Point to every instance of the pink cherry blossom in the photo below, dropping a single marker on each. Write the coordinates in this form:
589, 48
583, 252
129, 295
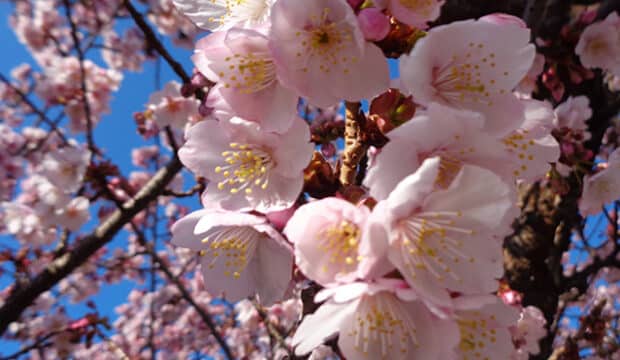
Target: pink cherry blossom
65, 167
415, 12
529, 330
599, 45
74, 214
240, 253
602, 187
321, 43
471, 65
224, 14
528, 83
248, 168
241, 62
504, 19
327, 235
375, 25
461, 140
530, 148
435, 237
375, 321
484, 330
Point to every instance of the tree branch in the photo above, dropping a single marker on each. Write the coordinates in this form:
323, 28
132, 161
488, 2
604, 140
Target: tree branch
22, 297
353, 146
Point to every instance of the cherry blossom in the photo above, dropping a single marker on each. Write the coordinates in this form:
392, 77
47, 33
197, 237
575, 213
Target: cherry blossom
375, 320
249, 168
223, 14
241, 62
434, 237
327, 235
466, 65
602, 187
240, 253
415, 12
65, 167
320, 43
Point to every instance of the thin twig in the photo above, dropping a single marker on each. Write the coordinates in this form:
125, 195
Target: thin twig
353, 147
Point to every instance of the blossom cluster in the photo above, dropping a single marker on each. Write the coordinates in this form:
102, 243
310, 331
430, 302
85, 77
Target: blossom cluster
417, 252
386, 245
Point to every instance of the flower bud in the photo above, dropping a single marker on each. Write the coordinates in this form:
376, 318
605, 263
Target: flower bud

## What you will do
Render all of the data above as a Markdown table with the columns "Number" and "Line," one numbered row per line, skipping blank lines. Leave the pictures out of the table.

## Solution to this problem
| Number | Line |
|---|---|
| 1 | Point to every instance of the pink cherry blossom in the photo below, dropping a single marker on each. Write the coordinates in this form: |
| 2 | 589, 48 |
| 3 | 583, 252 |
| 4 | 129, 295 |
| 5 | Target: pink cherry blossom |
| 6 | 65, 167 |
| 7 | 415, 12 |
| 8 | 529, 330 |
| 9 | 599, 45 |
| 10 | 74, 214 |
| 11 | 240, 253 |
| 12 | 602, 187 |
| 13 | 321, 43 |
| 14 | 471, 65 |
| 15 | 224, 14 |
| 16 | 528, 83 |
| 17 | 248, 168 |
| 18 | 241, 62 |
| 19 | 504, 19 |
| 20 | 327, 235 |
| 21 | 375, 25 |
| 22 | 461, 140 |
| 23 | 530, 148 |
| 24 | 435, 237 |
| 25 | 375, 321 |
| 26 | 484, 330 |
| 27 | Point to every instance of the tree branch in the photo above, dropping a single marker on each. Write the coordinates in this form: |
| 28 | 323, 28 |
| 29 | 132, 161 |
| 30 | 488, 2 |
| 31 | 604, 140 |
| 32 | Target: tree branch |
| 33 | 22, 297 |
| 34 | 353, 146 |
| 35 | Point to every instance of the cherry blossom in the photo above, dropping a single marker on each. Write the coordinates in this form: |
| 36 | 392, 77 |
| 37 | 47, 33 |
| 38 | 197, 237 |
| 39 | 575, 213 |
| 40 | Target: cherry blossom |
| 41 | 375, 320 |
| 42 | 249, 168 |
| 43 | 223, 14 |
| 44 | 241, 62 |
| 45 | 434, 237 |
| 46 | 327, 235 |
| 47 | 466, 65 |
| 48 | 602, 187 |
| 49 | 240, 253 |
| 50 | 415, 12 |
| 51 | 65, 167 |
| 52 | 320, 43 |
| 53 | Point to every instance of the thin twig in the photo above, dropping a single marker on each. Write the coordinates in this form: |
| 54 | 125, 195 |
| 55 | Target: thin twig |
| 56 | 353, 147 |
| 57 | Point to every instance of the blossom cluster in the photo above, dropping a single marker on each. Write the coordinates in this form: |
| 58 | 102, 243 |
| 59 | 310, 331 |
| 60 | 430, 302 |
| 61 | 85, 77 |
| 62 | Target: blossom cluster |
| 63 | 417, 252 |
| 64 | 386, 245 |
| 65 | Point to every instance of the flower bud in the photo above, dropping a single marker on each. Write the coordinates in this form: |
| 66 | 376, 318 |
| 67 | 605, 263 |
| 68 | Target: flower bud |